Texto de estudio -
Por otra parte, la inflación no es exclusivamente un
fenómeno monetario. La prueba palpable radica en que con una misma política
monetaria, la impuesta por el BCE, las tasas de inflación de los países
miembros son diversas, lo que convierte a
la Unión Monetaria en una bomba de relojería a medio plazo. No obstante,
a corto plazo la permanencia en el euro está beneficiando a nuestro país; de lo
contrario, el Banco de España en esa propensión a ser más papista que el Papa
se habría empeñado en aplicar políticas monetarias más restrictivas elevando de
forma desmesurada los tipos de interés. Probablemente, el diferencial de
inflación no se habría reducido –hasta podría haberse incrementado–, pero lo
que sí es seguro es que habría dañado gravemente el crecimiento. Tal vez,
radique también aquí la diferencia con la crisis de 1993.
Para explicar las diferencias de inflación tampoco
podemos acudir a los desequilibrios presupuestarios. Curiosamente, los países
que presentan mayores déficit públicos, como Francia o
Alemania, tienen tasas de inflación bastante más reducidas que la española, a
pesar de nuestro déficit cero.
En los análisis económicos a menudo se olvida que lo
que subyace siempre tras las elevaciones de precios es la lucha entre los
respectivos sectores económicos y entre
las distintas clases sociales para adueñarse de una porción mayor del pastel.
En el fondo se encuentra el reparto de la renta. Las teorías sobre la inflación
se construyen sobre mercados irreales, de competencia perfecta. Pero hoy, en la
mayoría de los sectores, lo que se da es la ausencia de competencia, bien
porque el régimen sea de oligopolio, bien porque la información que llega al
consumidor sea tan imperfecta o compleja que una elección racional resulta imposible.
Ello es más cierto sobre todo en el área de los servicios, al pairo de la
competencia internacional.
La desregulación del mercado de trabajo ha
disminuido sustancialmente la fuerza de los sindicatos y ha empeorado las
condiciones laborales, de manera que los salarios no son ningún elemento de
presión sobre los precios; más bien al contrario, malamente logran seguirlos.
De ahí que carezcan de todo fundamento las voces que claman contra las
cláusulas de revisión salarial. Los precios dependen en última instancia del
poder de los empresarios para obtener beneficios extraordinarios. El PSOE
afirma que ha fallado el modelo económico del PP. Lo que ha fallado es el
modelo con mayúscula. Si optamos por el liberalismo económico y despojamos al
Estado de toda competencia en materia económica, difícilmente podemos pretender
que el resultado sea el adecuado. Los mercados son racionales, persiguen el
máximo beneficio para aquellos que los controlan.

Contenido de los registros -

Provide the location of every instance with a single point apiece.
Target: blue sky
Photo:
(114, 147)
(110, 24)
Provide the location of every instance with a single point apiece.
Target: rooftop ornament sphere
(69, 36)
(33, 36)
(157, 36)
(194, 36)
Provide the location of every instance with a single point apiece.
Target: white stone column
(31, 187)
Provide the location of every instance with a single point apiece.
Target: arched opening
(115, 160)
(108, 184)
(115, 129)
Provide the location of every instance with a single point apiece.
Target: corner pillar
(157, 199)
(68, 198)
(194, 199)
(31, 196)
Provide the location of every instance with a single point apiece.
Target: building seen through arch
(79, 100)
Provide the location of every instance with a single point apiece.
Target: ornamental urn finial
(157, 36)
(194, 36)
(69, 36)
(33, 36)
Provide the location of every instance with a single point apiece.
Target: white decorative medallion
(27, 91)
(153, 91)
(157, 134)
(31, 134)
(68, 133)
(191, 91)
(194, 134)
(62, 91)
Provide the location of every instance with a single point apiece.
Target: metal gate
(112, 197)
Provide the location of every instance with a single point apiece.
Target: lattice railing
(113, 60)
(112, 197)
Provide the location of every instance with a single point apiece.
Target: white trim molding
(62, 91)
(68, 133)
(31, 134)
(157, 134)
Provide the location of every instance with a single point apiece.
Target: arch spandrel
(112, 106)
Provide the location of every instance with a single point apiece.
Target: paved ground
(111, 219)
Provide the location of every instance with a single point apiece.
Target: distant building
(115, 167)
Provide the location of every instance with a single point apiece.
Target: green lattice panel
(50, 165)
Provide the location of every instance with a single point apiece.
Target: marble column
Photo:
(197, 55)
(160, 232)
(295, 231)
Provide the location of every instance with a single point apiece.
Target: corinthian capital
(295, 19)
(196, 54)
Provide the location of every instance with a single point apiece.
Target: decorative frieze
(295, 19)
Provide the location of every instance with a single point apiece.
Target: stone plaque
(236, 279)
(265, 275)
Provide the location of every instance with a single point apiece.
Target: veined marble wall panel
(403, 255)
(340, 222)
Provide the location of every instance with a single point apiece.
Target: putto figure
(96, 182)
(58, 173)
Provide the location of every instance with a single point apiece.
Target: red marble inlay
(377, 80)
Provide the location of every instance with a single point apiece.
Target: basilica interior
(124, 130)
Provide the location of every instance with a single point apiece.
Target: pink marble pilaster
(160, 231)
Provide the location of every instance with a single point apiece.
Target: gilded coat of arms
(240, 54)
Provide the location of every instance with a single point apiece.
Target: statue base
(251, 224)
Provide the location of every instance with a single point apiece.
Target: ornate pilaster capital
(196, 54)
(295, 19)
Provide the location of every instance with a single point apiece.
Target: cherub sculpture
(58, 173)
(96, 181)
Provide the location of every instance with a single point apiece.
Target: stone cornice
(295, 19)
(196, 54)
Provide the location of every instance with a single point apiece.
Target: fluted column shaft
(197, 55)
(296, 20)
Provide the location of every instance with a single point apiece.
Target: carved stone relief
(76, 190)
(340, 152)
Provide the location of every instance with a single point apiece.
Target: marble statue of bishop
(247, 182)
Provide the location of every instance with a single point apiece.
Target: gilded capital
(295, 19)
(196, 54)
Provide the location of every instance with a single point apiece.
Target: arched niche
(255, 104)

Objetivo del ejercicio -
Reescribe el pasaje del texto sobre la inflación que va desde "En el fondo" hasta "malamente logran seguirlos.", ambos incluidos, y cambia "oligopolio" por "monopolio". Los registros son material aparte, sin relación con el texto de estudio.

Solución del ejercicio -
En el fondo se encuentra el reparto de la renta. Las teorías sobre la inflación
se construyen sobre mercados irreales, de competencia perfecta. Pero hoy, en la
mayoría de los sectores, lo que se da es la ausencia de competencia, bien
porque el régimen sea de monopolio, bien porque la información que llega al
consumidor sea tan imperfecta o compleja que una elección racional resulta imposible.
Ello es más cierto sobre todo en el área de los servicios, al pairo de la
competencia internacional.
La desregulación del mercado de trabajo ha
disminuido sustancialmente la fuerza de los sindicatos y ha empeorado las
condiciones laborales, de manera que los salarios no son ningún elemento de
presión sobre los precios; más bien al contrario, malamente logran seguirlos.